-- start Material for the task --

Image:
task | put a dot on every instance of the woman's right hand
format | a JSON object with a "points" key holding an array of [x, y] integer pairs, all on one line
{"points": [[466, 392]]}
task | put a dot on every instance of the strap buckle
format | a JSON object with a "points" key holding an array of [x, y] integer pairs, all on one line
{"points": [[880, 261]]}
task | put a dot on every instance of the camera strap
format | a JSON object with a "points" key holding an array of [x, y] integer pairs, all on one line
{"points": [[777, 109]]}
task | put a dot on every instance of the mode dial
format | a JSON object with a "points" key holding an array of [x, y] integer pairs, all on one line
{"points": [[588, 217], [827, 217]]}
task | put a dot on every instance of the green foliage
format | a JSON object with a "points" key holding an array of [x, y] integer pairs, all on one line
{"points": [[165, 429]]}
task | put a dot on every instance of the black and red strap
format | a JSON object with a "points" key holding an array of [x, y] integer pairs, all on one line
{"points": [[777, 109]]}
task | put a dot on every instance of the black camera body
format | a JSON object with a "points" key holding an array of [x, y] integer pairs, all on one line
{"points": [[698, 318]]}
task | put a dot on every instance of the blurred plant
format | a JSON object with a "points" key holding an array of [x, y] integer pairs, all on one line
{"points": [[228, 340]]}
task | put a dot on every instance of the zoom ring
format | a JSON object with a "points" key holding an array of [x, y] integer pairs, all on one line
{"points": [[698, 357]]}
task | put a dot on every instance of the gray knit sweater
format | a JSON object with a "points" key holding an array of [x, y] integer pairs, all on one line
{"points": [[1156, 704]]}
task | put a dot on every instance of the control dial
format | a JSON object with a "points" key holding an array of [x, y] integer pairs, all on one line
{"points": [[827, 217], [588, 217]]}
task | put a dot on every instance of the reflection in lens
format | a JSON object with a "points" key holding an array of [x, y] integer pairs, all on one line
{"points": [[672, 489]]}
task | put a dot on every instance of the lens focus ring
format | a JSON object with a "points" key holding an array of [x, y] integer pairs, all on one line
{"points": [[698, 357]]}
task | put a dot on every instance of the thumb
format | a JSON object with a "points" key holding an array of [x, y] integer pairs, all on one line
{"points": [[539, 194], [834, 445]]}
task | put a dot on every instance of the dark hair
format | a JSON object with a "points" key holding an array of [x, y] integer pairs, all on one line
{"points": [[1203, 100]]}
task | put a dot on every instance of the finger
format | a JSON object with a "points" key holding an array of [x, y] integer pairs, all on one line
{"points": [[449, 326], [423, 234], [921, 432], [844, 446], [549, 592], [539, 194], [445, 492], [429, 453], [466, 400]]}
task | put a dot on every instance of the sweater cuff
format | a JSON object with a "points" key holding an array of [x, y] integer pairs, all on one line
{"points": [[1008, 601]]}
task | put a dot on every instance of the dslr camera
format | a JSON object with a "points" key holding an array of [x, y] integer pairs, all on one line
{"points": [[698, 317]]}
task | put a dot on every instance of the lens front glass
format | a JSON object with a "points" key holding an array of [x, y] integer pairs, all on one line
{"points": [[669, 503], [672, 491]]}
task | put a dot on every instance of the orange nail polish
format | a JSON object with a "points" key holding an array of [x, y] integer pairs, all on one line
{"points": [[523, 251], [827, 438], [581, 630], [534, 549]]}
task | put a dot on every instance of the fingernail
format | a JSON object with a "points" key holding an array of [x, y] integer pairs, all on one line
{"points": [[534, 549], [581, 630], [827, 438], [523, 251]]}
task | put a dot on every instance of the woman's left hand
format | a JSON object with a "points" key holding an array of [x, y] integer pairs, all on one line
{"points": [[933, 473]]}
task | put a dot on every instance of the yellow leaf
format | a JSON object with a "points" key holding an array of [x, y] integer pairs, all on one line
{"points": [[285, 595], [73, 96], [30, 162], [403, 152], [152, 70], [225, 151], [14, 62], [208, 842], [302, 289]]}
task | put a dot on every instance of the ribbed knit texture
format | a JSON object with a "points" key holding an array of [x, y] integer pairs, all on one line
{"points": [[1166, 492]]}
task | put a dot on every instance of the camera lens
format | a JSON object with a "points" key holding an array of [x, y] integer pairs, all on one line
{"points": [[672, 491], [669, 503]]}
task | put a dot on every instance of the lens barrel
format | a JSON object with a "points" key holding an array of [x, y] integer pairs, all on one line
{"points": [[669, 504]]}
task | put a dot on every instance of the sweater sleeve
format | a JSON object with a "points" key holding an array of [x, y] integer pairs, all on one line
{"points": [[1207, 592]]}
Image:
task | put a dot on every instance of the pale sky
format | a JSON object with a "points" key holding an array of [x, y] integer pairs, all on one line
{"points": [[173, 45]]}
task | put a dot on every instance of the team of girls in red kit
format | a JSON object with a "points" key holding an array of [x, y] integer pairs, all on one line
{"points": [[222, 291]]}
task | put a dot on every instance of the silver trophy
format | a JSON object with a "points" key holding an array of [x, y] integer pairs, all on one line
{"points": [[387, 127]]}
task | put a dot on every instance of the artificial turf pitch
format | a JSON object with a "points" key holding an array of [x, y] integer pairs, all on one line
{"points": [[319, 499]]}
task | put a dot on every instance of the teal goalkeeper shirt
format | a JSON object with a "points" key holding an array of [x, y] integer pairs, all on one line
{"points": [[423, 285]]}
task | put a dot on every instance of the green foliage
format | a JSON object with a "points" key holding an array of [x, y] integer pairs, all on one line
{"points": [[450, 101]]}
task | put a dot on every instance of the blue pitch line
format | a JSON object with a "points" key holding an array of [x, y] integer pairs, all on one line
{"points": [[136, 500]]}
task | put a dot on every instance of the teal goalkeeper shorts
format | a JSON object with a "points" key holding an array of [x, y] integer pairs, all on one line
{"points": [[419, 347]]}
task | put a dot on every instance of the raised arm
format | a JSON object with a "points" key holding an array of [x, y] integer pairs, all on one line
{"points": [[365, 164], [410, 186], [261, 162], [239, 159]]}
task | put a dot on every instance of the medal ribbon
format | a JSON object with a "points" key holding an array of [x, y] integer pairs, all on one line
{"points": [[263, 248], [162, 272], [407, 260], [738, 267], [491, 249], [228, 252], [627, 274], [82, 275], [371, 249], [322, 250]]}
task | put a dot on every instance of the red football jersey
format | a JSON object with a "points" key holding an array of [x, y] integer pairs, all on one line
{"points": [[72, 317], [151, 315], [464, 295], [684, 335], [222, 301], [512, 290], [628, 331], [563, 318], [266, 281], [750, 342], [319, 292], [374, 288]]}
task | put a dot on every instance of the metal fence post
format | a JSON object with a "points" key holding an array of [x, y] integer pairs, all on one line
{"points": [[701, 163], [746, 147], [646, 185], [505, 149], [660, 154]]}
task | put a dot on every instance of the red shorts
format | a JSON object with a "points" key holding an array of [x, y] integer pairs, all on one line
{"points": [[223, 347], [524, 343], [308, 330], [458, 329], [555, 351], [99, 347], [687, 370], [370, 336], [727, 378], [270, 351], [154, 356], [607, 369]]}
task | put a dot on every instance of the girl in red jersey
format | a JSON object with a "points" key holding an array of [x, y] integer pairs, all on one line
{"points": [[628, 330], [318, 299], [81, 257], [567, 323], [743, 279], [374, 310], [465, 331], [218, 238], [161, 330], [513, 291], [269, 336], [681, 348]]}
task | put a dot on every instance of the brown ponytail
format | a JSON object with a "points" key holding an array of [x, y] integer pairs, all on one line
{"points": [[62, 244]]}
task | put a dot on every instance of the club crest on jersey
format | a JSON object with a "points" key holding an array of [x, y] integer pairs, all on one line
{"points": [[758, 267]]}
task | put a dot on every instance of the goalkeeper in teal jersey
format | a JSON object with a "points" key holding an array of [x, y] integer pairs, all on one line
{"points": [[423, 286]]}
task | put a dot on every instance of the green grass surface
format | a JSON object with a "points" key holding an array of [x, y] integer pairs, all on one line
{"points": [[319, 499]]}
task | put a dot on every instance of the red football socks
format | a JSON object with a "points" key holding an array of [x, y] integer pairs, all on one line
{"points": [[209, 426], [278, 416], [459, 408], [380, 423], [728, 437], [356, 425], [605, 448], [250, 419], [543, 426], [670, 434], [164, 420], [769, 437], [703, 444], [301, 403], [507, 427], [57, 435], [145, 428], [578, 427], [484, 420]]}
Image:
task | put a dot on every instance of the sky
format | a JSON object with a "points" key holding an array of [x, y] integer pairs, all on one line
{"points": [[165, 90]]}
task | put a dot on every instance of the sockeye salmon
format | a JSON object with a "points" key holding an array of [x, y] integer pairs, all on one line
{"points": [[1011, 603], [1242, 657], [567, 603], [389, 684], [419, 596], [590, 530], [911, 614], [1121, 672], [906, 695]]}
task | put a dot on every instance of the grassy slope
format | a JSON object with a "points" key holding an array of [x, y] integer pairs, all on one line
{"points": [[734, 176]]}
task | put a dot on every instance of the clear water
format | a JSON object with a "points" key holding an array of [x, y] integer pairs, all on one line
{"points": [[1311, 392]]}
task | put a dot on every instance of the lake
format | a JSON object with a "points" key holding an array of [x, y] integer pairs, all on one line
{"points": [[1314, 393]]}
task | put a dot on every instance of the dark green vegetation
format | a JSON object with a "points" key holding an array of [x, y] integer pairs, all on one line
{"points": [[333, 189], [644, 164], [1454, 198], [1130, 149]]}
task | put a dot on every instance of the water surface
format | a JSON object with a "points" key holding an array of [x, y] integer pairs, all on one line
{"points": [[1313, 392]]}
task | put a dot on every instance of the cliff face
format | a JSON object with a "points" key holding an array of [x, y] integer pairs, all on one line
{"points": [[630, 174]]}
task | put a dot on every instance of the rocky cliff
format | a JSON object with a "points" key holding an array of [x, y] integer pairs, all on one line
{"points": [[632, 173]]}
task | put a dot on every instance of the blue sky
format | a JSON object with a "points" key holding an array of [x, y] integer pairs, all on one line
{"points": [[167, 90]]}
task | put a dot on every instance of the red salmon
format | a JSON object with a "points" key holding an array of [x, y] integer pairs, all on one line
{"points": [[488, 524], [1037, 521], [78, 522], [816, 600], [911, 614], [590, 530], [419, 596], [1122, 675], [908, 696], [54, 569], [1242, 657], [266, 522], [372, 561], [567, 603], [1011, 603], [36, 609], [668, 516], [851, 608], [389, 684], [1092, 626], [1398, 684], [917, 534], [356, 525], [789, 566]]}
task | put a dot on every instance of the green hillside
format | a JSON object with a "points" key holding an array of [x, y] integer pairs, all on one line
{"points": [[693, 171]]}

-- end Material for the task --

Exercise directions: Give the lines from the one containing "the green hillside" through the end of the items, both ends included, as a numbered list with blank lines left out.

Response:
1. task | put a dot on every instance of the green hillside
2. format | a JSON object with a "points" key holding an array of [x, y] integer pairs, all on one line
3. {"points": [[693, 171]]}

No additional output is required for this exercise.